**DATA LINES:**
#####

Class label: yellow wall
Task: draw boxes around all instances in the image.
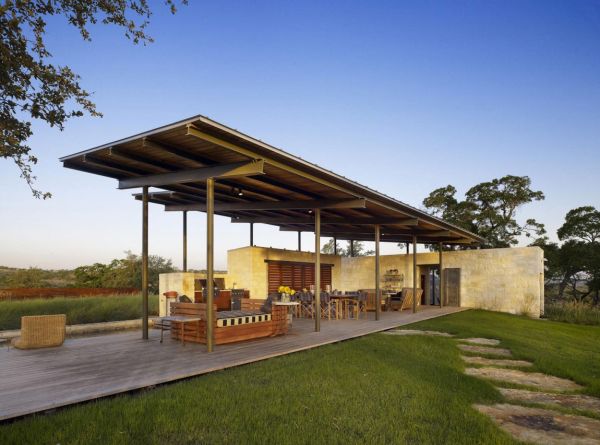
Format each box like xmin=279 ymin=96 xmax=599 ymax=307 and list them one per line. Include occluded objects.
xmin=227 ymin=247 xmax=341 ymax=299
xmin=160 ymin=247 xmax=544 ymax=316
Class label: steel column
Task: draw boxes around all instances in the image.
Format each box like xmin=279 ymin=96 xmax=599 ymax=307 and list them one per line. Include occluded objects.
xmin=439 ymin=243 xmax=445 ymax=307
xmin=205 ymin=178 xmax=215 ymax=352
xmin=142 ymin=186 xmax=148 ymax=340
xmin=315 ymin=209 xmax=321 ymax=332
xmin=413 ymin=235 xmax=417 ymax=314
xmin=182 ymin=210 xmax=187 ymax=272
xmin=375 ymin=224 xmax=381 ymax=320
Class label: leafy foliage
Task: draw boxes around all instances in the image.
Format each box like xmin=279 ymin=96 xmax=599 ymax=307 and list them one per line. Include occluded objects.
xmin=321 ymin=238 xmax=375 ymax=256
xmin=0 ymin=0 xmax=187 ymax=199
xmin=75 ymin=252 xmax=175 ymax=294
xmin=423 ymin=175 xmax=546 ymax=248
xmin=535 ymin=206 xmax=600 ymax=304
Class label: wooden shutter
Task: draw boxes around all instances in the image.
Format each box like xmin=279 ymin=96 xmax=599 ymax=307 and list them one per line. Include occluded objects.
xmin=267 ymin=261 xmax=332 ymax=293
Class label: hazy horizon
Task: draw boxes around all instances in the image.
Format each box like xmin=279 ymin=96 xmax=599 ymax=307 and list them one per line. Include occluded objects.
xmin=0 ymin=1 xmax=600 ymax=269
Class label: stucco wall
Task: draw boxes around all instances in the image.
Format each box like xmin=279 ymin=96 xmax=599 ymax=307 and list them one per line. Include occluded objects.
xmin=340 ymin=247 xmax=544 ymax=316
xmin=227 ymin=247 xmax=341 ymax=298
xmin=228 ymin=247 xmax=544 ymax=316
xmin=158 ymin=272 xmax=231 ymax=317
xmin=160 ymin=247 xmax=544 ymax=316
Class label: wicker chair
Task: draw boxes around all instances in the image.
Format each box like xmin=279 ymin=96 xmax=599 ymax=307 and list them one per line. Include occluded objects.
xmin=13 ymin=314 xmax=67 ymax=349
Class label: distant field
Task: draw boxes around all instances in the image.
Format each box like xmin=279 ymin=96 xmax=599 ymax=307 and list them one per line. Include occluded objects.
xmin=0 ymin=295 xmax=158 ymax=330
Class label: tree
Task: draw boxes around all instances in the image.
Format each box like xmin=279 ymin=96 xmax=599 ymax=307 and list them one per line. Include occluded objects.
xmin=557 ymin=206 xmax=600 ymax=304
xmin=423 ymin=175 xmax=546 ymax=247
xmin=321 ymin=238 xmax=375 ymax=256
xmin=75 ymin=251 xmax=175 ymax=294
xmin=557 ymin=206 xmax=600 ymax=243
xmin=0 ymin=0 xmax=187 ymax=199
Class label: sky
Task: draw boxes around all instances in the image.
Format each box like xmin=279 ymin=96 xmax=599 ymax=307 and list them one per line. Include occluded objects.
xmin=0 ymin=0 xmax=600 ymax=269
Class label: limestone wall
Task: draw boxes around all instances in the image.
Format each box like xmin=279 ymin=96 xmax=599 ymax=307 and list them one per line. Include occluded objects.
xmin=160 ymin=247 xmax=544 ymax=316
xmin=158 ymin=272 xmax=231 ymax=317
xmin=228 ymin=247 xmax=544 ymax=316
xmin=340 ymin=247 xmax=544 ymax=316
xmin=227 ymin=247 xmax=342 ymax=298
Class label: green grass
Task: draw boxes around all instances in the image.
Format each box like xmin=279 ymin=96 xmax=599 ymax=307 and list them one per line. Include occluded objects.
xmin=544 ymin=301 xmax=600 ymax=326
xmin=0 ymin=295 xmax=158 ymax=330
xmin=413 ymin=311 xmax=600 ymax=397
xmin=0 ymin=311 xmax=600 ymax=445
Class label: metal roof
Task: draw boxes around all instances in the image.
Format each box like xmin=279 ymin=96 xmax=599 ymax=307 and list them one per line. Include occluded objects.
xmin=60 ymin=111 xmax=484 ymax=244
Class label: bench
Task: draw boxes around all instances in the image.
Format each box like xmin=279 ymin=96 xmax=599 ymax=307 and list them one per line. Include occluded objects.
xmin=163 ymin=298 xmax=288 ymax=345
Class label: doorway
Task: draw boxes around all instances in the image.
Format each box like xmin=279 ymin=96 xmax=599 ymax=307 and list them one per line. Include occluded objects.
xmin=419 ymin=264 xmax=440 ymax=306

#####

**TO DO:**
Reproduce every one of the lines above word for word, and omit the pictures from your copy.

**RESULT OF THE EXERCISE:**
Class label: yellow wall
Task: draw boxes around all instances in the image.
Format each box like xmin=279 ymin=96 xmax=599 ymax=307 and list them one per line. Include occluded objects.
xmin=227 ymin=247 xmax=341 ymax=299
xmin=160 ymin=247 xmax=544 ymax=316
Class label: steel column
Task: draw boxes around all instances in the image.
Format each box like xmin=279 ymin=96 xmax=599 ymax=307 and list them one per line. Include occluded objects.
xmin=439 ymin=243 xmax=445 ymax=307
xmin=205 ymin=178 xmax=215 ymax=352
xmin=142 ymin=186 xmax=148 ymax=340
xmin=315 ymin=209 xmax=321 ymax=332
xmin=413 ymin=235 xmax=417 ymax=314
xmin=182 ymin=210 xmax=187 ymax=272
xmin=375 ymin=224 xmax=381 ymax=320
Class label: leafy foliage
Task: draw boxes around all instances in the image.
Format each box like xmin=279 ymin=96 xmax=599 ymax=307 and list them one per line. Include occluded objects.
xmin=321 ymin=238 xmax=375 ymax=256
xmin=0 ymin=0 xmax=187 ymax=199
xmin=75 ymin=252 xmax=175 ymax=294
xmin=423 ymin=175 xmax=546 ymax=248
xmin=535 ymin=206 xmax=600 ymax=304
Class label: wooden shutter
Task: draw boxes around all instances in the image.
Format each box like xmin=279 ymin=96 xmax=599 ymax=307 and list them one per line. Include occluded objects.
xmin=267 ymin=261 xmax=332 ymax=293
Class label: hazy horizon
Task: draw boxes around all instances in the image.
Format each box like xmin=279 ymin=96 xmax=599 ymax=307 and list them one per line. Include occluded objects.
xmin=0 ymin=1 xmax=600 ymax=269
Class label: stucco wall
Task: draw boxes around all instances in the image.
Format each box like xmin=279 ymin=96 xmax=599 ymax=307 and list them one per line. Include occluded objects.
xmin=340 ymin=247 xmax=544 ymax=316
xmin=227 ymin=247 xmax=341 ymax=298
xmin=228 ymin=247 xmax=544 ymax=316
xmin=158 ymin=272 xmax=231 ymax=317
xmin=160 ymin=247 xmax=544 ymax=316
Class label: wicker chair
Task: draw boxes around all instances in the image.
Format each box like xmin=279 ymin=96 xmax=599 ymax=307 and list them one per line. Include occluded objects.
xmin=13 ymin=314 xmax=67 ymax=349
Class label: distant field
Task: draw boxes around all instances in the image.
Format each box like xmin=279 ymin=96 xmax=599 ymax=307 and list them one per line. Include occluded objects.
xmin=0 ymin=295 xmax=158 ymax=330
Class label: tree
Task: draw boxes around all instances in the image.
Format each box like xmin=279 ymin=96 xmax=599 ymax=307 and list them one per line. Include occluded objects.
xmin=557 ymin=206 xmax=600 ymax=304
xmin=423 ymin=175 xmax=546 ymax=247
xmin=321 ymin=238 xmax=375 ymax=256
xmin=75 ymin=251 xmax=175 ymax=294
xmin=557 ymin=206 xmax=600 ymax=243
xmin=0 ymin=0 xmax=187 ymax=199
Class label: sky
Task: draw boxes around all instances in the image.
Format each box like xmin=279 ymin=96 xmax=599 ymax=307 and list them one per line. Include occluded objects.
xmin=0 ymin=0 xmax=600 ymax=269
Class label: limestone wall
Task: draw boxes around all instances in the image.
Format each box like xmin=279 ymin=96 xmax=599 ymax=307 and list them one per line. Include occluded objects.
xmin=160 ymin=247 xmax=544 ymax=316
xmin=158 ymin=272 xmax=231 ymax=317
xmin=228 ymin=247 xmax=544 ymax=316
xmin=340 ymin=247 xmax=544 ymax=316
xmin=227 ymin=247 xmax=342 ymax=298
Class label: green grass
Task: draw boxes around all instances in the image.
Format each box like xmin=279 ymin=96 xmax=599 ymax=307 and list them one per line. Include occluded objects.
xmin=544 ymin=301 xmax=600 ymax=326
xmin=0 ymin=295 xmax=158 ymax=330
xmin=413 ymin=311 xmax=600 ymax=397
xmin=0 ymin=311 xmax=600 ymax=445
Class label: metal roof
Task: draw boxes around all instances in the image.
Format each box like xmin=279 ymin=96 xmax=599 ymax=307 and list them one per line. Include occluded objects.
xmin=60 ymin=111 xmax=484 ymax=244
Class label: bench
Task: draw boxes around all instances in the image.
Format each box like xmin=279 ymin=96 xmax=599 ymax=307 and list them one per line. Include occluded objects.
xmin=163 ymin=298 xmax=288 ymax=345
Class label: doorway
Task: draw boxes around all instances in the image.
Format each box like xmin=279 ymin=96 xmax=599 ymax=307 and list them one per line. Include occluded objects.
xmin=419 ymin=264 xmax=440 ymax=306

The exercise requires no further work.